* **What is asked**:
Output every line exactly as written. Leave out pictures.

* **Source records**:
+ + + + + + +

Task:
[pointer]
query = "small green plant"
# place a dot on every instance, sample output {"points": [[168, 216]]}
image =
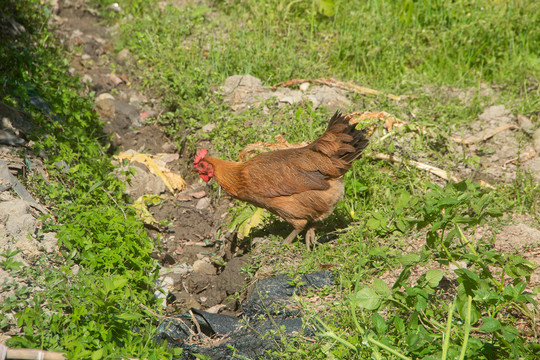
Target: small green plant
{"points": [[9, 263], [408, 320]]}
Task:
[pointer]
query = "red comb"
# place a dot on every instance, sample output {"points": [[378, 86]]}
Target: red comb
{"points": [[200, 155]]}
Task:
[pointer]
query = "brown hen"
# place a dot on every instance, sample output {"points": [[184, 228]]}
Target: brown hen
{"points": [[301, 185]]}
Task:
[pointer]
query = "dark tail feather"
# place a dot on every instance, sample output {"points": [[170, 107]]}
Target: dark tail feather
{"points": [[359, 137]]}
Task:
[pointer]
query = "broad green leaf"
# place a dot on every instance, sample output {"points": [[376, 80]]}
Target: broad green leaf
{"points": [[366, 298], [434, 277], [409, 259], [381, 287], [253, 221], [490, 324]]}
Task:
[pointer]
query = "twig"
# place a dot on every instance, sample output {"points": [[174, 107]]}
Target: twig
{"points": [[521, 159], [29, 354], [340, 84], [122, 210], [432, 169], [195, 322], [484, 135]]}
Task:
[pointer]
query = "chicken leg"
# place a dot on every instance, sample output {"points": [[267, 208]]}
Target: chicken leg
{"points": [[292, 236], [310, 236]]}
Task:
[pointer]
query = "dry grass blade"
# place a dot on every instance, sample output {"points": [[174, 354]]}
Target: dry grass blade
{"points": [[30, 354], [443, 174], [524, 157], [342, 85], [484, 135], [156, 165], [432, 169], [280, 144]]}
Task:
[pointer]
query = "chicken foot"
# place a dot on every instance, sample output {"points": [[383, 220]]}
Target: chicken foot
{"points": [[310, 236]]}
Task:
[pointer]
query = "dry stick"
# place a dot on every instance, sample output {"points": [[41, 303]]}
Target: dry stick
{"points": [[486, 134], [432, 169], [339, 84], [30, 354]]}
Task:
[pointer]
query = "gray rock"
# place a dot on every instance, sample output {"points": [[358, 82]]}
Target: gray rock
{"points": [[203, 204], [536, 140], [105, 106]]}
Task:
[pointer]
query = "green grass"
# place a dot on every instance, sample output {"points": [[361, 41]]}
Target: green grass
{"points": [[419, 48], [97, 311]]}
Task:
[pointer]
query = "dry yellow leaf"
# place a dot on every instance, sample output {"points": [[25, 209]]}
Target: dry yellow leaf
{"points": [[173, 181]]}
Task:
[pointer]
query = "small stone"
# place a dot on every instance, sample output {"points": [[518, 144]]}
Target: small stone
{"points": [[208, 127], [168, 147], [182, 197], [203, 266], [106, 106], [304, 86], [87, 79], [114, 7], [198, 194], [115, 79], [123, 56], [203, 204], [536, 140]]}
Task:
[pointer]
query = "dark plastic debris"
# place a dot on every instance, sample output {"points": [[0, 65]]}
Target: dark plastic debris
{"points": [[265, 320]]}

+ + + + + + +

* **Worked answer**:
Task:
[pointer]
query = "small green plant"
# place a dot on every instance, sample output {"points": [[168, 216]]}
image =
Target: small green plant
{"points": [[9, 263], [408, 320]]}
Task:
[pointer]
query = "red comb"
# place a dot on every instance, sample output {"points": [[378, 86]]}
Target: red comb
{"points": [[200, 155]]}
Task:
[pointer]
query = "brown hen"
# place a dot on every instance, sample output {"points": [[184, 228]]}
Target: brown hen
{"points": [[301, 185]]}
Task:
[pointer]
query = "dark tail feather"
# place a dot on every instance, sample output {"points": [[170, 107]]}
Target: dark tail feather
{"points": [[359, 137]]}
Task:
[pointer]
query = "broad green leaf"
# place a dot on every instance, sample output {"points": [[376, 80]]}
Target: broad green leaf
{"points": [[366, 298], [434, 277], [409, 259], [381, 287], [253, 221], [490, 324]]}
Task:
[pointer]
query = "twig"
# place a dot on every instance, sample output {"points": [[174, 107]]}
Target: twig
{"points": [[521, 159], [29, 354], [340, 84], [122, 210], [432, 169], [195, 322], [484, 135]]}
Task:
[pointer]
query = "chicken leg"
# place a dot on every instance, sample output {"points": [[267, 208]]}
Target: chicken leg
{"points": [[292, 236], [310, 236]]}
Task:
[pointer]
query = "dry grass blade"
# place a dot on every instance, sample output {"points": [[174, 354]]}
Target: dry grass blade
{"points": [[30, 354], [443, 174], [524, 157], [342, 85], [484, 135], [156, 165], [432, 169], [280, 144]]}
Task:
[pointer]
query = "chicken foot"
# place a dot on every instance, sample output {"points": [[383, 220]]}
Target: chicken foot
{"points": [[310, 236]]}
Task:
[pointer]
query = "dry stick"
# place a dot on every instance, sample output {"points": [[41, 303]]}
Target: dry stick
{"points": [[486, 134], [432, 169], [339, 84], [30, 354]]}
Task:
[pointer]
query = "gray rock"
# place a dot on every instance, sample output {"points": [[358, 82]]}
Target: gray rock
{"points": [[203, 204], [536, 140], [105, 106]]}
Task:
[pointer]
query = "green grass"
# place a dot on every instance, sample output {"points": [[361, 41]]}
Target: green grass
{"points": [[419, 48], [97, 311]]}
Task:
[pointer]
query = "dry yellow leaf"
# place a dot on every instance, sample output {"points": [[25, 209]]}
Target: dry yellow leaf
{"points": [[173, 181]]}
Task:
[pointer]
query = "small stone"
# place a dot on every instance, sample output {"points": [[518, 144]]}
Target: small stone
{"points": [[208, 127], [168, 147], [182, 197], [203, 266], [106, 106], [304, 86], [87, 79], [114, 7], [198, 194], [115, 79], [123, 56], [203, 204], [536, 140]]}
Task:
[pointer]
query = "dark plastic debris"
# place a dot on every instance, sample output {"points": [[0, 65]]}
Target: dark plastic debris
{"points": [[265, 320]]}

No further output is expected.